#### SUPPLIED DATA
..........
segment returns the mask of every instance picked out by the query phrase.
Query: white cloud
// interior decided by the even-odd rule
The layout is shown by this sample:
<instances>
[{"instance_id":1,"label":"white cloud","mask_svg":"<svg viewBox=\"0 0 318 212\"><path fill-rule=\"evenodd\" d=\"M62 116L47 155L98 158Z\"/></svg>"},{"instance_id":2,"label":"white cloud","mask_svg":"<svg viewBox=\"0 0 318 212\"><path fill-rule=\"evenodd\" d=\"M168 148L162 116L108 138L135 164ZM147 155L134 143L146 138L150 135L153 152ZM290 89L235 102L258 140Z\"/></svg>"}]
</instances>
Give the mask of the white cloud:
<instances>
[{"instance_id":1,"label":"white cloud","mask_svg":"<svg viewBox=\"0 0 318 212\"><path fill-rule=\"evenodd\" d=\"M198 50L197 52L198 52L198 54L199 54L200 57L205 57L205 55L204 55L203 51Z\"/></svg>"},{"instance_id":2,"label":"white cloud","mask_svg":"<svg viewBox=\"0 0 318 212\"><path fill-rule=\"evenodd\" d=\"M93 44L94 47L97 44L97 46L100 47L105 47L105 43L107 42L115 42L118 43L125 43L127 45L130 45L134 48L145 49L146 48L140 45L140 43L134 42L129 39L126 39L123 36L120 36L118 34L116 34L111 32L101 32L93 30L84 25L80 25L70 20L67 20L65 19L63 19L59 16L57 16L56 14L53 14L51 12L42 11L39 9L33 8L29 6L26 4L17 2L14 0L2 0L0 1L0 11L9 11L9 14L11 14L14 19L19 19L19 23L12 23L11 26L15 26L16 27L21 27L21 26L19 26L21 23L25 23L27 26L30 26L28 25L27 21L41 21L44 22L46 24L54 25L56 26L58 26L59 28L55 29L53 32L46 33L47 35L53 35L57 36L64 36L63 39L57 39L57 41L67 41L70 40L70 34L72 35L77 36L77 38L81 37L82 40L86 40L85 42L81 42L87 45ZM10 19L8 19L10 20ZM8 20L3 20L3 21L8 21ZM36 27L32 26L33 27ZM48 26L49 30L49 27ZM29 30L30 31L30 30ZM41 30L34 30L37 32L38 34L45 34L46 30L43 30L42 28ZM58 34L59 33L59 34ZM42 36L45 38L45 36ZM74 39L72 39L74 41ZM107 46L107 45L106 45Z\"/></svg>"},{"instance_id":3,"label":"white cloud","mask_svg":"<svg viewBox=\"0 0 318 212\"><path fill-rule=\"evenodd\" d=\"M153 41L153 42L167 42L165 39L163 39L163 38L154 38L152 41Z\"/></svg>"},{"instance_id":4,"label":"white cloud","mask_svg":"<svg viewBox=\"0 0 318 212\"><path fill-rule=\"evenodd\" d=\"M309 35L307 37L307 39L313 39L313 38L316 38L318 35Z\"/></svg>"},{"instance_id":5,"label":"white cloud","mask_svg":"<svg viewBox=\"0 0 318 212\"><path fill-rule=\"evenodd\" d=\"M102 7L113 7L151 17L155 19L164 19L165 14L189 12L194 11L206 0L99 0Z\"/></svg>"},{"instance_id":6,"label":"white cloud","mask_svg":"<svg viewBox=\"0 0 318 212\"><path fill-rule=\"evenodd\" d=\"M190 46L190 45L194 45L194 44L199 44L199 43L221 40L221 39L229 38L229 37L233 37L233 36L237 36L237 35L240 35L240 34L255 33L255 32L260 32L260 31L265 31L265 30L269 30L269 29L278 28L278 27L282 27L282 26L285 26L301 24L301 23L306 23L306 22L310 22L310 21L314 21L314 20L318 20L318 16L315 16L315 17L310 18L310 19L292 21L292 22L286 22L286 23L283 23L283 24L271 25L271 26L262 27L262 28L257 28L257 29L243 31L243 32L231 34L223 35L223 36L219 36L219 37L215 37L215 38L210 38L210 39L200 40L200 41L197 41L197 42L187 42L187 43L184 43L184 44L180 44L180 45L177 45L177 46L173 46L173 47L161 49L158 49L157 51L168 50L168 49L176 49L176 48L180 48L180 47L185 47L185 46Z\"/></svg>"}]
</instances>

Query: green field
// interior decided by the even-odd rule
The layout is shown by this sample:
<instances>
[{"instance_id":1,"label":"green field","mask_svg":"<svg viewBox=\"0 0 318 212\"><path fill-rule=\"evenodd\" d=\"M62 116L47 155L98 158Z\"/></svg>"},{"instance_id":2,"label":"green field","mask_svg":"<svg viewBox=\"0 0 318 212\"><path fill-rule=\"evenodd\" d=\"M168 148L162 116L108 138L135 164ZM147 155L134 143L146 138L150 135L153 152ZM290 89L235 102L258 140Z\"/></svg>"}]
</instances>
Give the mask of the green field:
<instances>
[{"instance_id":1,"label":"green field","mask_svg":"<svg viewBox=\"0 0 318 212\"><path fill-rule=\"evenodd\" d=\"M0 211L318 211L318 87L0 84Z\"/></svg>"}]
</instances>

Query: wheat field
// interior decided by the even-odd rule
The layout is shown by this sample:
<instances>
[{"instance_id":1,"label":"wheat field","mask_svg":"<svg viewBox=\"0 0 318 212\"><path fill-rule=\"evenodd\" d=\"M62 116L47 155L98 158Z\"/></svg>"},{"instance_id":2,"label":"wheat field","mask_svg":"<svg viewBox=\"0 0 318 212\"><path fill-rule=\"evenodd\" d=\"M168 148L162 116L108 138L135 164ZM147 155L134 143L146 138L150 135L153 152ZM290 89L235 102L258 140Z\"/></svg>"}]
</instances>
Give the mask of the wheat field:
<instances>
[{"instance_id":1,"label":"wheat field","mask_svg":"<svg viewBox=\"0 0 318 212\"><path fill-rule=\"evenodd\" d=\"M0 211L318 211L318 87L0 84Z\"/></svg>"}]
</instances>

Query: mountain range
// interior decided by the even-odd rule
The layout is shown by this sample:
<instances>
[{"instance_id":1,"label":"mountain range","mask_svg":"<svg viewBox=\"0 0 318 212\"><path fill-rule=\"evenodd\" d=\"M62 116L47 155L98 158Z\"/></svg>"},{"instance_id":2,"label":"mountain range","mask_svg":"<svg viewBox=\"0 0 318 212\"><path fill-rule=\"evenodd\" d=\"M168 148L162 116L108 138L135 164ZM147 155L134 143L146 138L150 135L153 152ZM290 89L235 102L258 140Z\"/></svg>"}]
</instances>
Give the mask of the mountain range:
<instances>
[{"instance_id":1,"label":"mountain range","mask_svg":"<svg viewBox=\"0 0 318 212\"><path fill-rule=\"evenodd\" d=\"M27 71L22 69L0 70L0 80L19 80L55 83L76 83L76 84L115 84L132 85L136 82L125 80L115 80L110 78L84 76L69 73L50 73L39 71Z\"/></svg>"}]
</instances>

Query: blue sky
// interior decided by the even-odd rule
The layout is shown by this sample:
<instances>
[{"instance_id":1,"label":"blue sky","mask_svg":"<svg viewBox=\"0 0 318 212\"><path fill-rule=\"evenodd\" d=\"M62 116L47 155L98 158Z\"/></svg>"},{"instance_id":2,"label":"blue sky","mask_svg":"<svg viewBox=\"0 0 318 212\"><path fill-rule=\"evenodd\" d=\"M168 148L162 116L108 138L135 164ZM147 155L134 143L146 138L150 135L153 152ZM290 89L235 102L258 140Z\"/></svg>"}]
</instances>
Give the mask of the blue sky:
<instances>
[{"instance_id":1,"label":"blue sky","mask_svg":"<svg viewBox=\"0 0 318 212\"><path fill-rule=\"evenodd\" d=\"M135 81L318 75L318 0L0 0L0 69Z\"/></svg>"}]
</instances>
..........
#### JOB
Here, the records must be output exactly and in full.

#### THE COMPLETED TASK
segment returns the mask of every instance picked out by the query phrase.
Query: white cloud
// interior decided by the even-odd rule
The layout is shown by this sample:
<instances>
[{"instance_id":1,"label":"white cloud","mask_svg":"<svg viewBox=\"0 0 318 212\"><path fill-rule=\"evenodd\" d=\"M62 116L47 155L98 158Z\"/></svg>"},{"instance_id":2,"label":"white cloud","mask_svg":"<svg viewBox=\"0 0 318 212\"><path fill-rule=\"evenodd\" d=\"M168 148L162 116L108 138L135 164ZM147 155L134 143L146 138L150 135L153 152ZM290 89L235 102L258 140Z\"/></svg>"}]
</instances>
Give the mask of the white cloud:
<instances>
[{"instance_id":1,"label":"white cloud","mask_svg":"<svg viewBox=\"0 0 318 212\"><path fill-rule=\"evenodd\" d=\"M198 50L197 52L198 52L198 54L199 54L200 57L205 57L205 55L204 55L203 51Z\"/></svg>"},{"instance_id":2,"label":"white cloud","mask_svg":"<svg viewBox=\"0 0 318 212\"><path fill-rule=\"evenodd\" d=\"M93 44L94 47L97 44L97 46L100 47L105 47L105 43L107 42L115 42L118 43L125 43L127 45L130 45L134 48L145 49L146 48L140 45L140 43L134 42L129 39L126 39L123 36L120 36L118 34L116 34L111 32L101 32L93 30L84 25L80 25L70 20L67 20L65 19L63 19L59 16L57 16L56 14L53 14L51 12L42 11L39 9L33 8L29 6L26 4L17 2L14 0L2 0L0 1L0 11L9 11L9 14L11 14L14 19L19 19L19 23L12 23L11 26L15 26L16 27L21 27L21 26L19 26L21 23L25 23L27 26L30 26L28 25L27 21L41 21L44 22L46 24L54 25L56 26L58 26L59 28L55 29L53 32L46 33L47 35L53 35L57 36L64 36L63 39L57 39L57 41L67 41L70 40L70 34L72 35L77 36L77 38L81 37L82 40L86 40L85 42L81 42L87 45ZM10 19L8 19L10 20ZM8 20L3 20L3 21L8 21ZM36 27L32 26L33 27ZM48 26L49 30L49 27ZM29 30L30 31L30 30ZM41 30L34 30L37 32L38 34L45 34L46 30L43 30L42 28ZM58 34L59 33L59 34ZM42 36L45 38L45 36ZM74 39L72 39L74 41ZM107 46L107 45L106 45Z\"/></svg>"},{"instance_id":3,"label":"white cloud","mask_svg":"<svg viewBox=\"0 0 318 212\"><path fill-rule=\"evenodd\" d=\"M153 41L153 42L167 42L165 39L163 39L163 38L154 38L152 41Z\"/></svg>"},{"instance_id":4,"label":"white cloud","mask_svg":"<svg viewBox=\"0 0 318 212\"><path fill-rule=\"evenodd\" d=\"M309 35L307 37L307 39L313 39L313 38L316 38L318 35Z\"/></svg>"},{"instance_id":5,"label":"white cloud","mask_svg":"<svg viewBox=\"0 0 318 212\"><path fill-rule=\"evenodd\" d=\"M102 7L113 7L151 17L155 19L164 19L165 14L189 12L194 11L206 0L99 0Z\"/></svg>"},{"instance_id":6,"label":"white cloud","mask_svg":"<svg viewBox=\"0 0 318 212\"><path fill-rule=\"evenodd\" d=\"M190 46L190 45L194 45L194 44L199 44L199 43L221 40L221 39L229 38L229 37L233 37L233 36L237 36L237 35L240 35L240 34L255 33L255 32L260 32L260 31L265 31L265 30L269 30L269 29L278 28L278 27L282 27L282 26L285 26L301 24L301 23L306 23L306 22L310 22L310 21L314 21L314 20L318 20L318 16L315 16L315 17L310 18L310 19L292 21L292 22L286 22L286 23L283 23L283 24L271 25L271 26L262 27L262 28L257 28L257 29L243 31L243 32L231 34L223 35L223 36L219 36L219 37L215 37L215 38L210 38L210 39L200 40L200 41L197 41L197 42L187 42L187 43L184 43L184 44L180 44L180 45L177 45L177 46L173 46L173 47L161 49L158 49L157 51L168 50L168 49L176 49L176 48L180 48L180 47L185 47L185 46Z\"/></svg>"}]
</instances>

Query: green field
// interior decided by the even-odd rule
The layout is shown by this sample:
<instances>
[{"instance_id":1,"label":"green field","mask_svg":"<svg viewBox=\"0 0 318 212\"><path fill-rule=\"evenodd\" d=\"M62 116L47 155L98 158Z\"/></svg>"},{"instance_id":2,"label":"green field","mask_svg":"<svg viewBox=\"0 0 318 212\"><path fill-rule=\"evenodd\" d=\"M168 148L162 116L108 138L135 164ZM147 155L134 143L146 138L150 135L153 152ZM290 89L235 102L258 140Z\"/></svg>"}]
</instances>
Give the mask of the green field:
<instances>
[{"instance_id":1,"label":"green field","mask_svg":"<svg viewBox=\"0 0 318 212\"><path fill-rule=\"evenodd\" d=\"M0 211L318 211L318 87L0 84Z\"/></svg>"}]
</instances>

Query: wheat field
// interior decided by the even-odd rule
The layout is shown by this sample:
<instances>
[{"instance_id":1,"label":"wheat field","mask_svg":"<svg viewBox=\"0 0 318 212\"><path fill-rule=\"evenodd\" d=\"M62 116L47 155L98 158Z\"/></svg>"},{"instance_id":2,"label":"wheat field","mask_svg":"<svg viewBox=\"0 0 318 212\"><path fill-rule=\"evenodd\" d=\"M168 148L162 116L108 138L135 164ZM147 155L134 143L146 138L150 135L153 152ZM290 89L235 102L258 140Z\"/></svg>"}]
</instances>
Give the mask of the wheat field:
<instances>
[{"instance_id":1,"label":"wheat field","mask_svg":"<svg viewBox=\"0 0 318 212\"><path fill-rule=\"evenodd\" d=\"M0 211L318 211L318 87L0 84Z\"/></svg>"}]
</instances>

Query: mountain range
// interior decided by the even-odd rule
The layout is shown by this sample:
<instances>
[{"instance_id":1,"label":"mountain range","mask_svg":"<svg viewBox=\"0 0 318 212\"><path fill-rule=\"evenodd\" d=\"M62 116L47 155L98 158Z\"/></svg>"},{"instance_id":2,"label":"mountain range","mask_svg":"<svg viewBox=\"0 0 318 212\"><path fill-rule=\"evenodd\" d=\"M168 148L162 116L108 138L135 164ZM147 155L134 143L146 138L150 135L153 152ZM290 89L235 102L258 140Z\"/></svg>"}]
</instances>
Give the mask of the mountain range:
<instances>
[{"instance_id":1,"label":"mountain range","mask_svg":"<svg viewBox=\"0 0 318 212\"><path fill-rule=\"evenodd\" d=\"M27 71L22 69L0 70L0 80L19 80L55 83L76 83L76 84L115 84L132 85L136 82L125 80L115 80L110 78L84 76L69 73L50 73L39 71Z\"/></svg>"}]
</instances>

Query: blue sky
// interior decided by the even-odd rule
The layout is shown by this sample:
<instances>
[{"instance_id":1,"label":"blue sky","mask_svg":"<svg viewBox=\"0 0 318 212\"><path fill-rule=\"evenodd\" d=\"M62 116L47 155L98 158Z\"/></svg>"},{"instance_id":2,"label":"blue sky","mask_svg":"<svg viewBox=\"0 0 318 212\"><path fill-rule=\"evenodd\" d=\"M168 148L162 116L108 138L135 164ZM147 155L134 143L146 138L150 135L153 152ZM290 89L235 102L258 140Z\"/></svg>"}]
</instances>
Give the mask of the blue sky:
<instances>
[{"instance_id":1,"label":"blue sky","mask_svg":"<svg viewBox=\"0 0 318 212\"><path fill-rule=\"evenodd\" d=\"M135 81L318 75L318 0L0 0L0 69Z\"/></svg>"}]
</instances>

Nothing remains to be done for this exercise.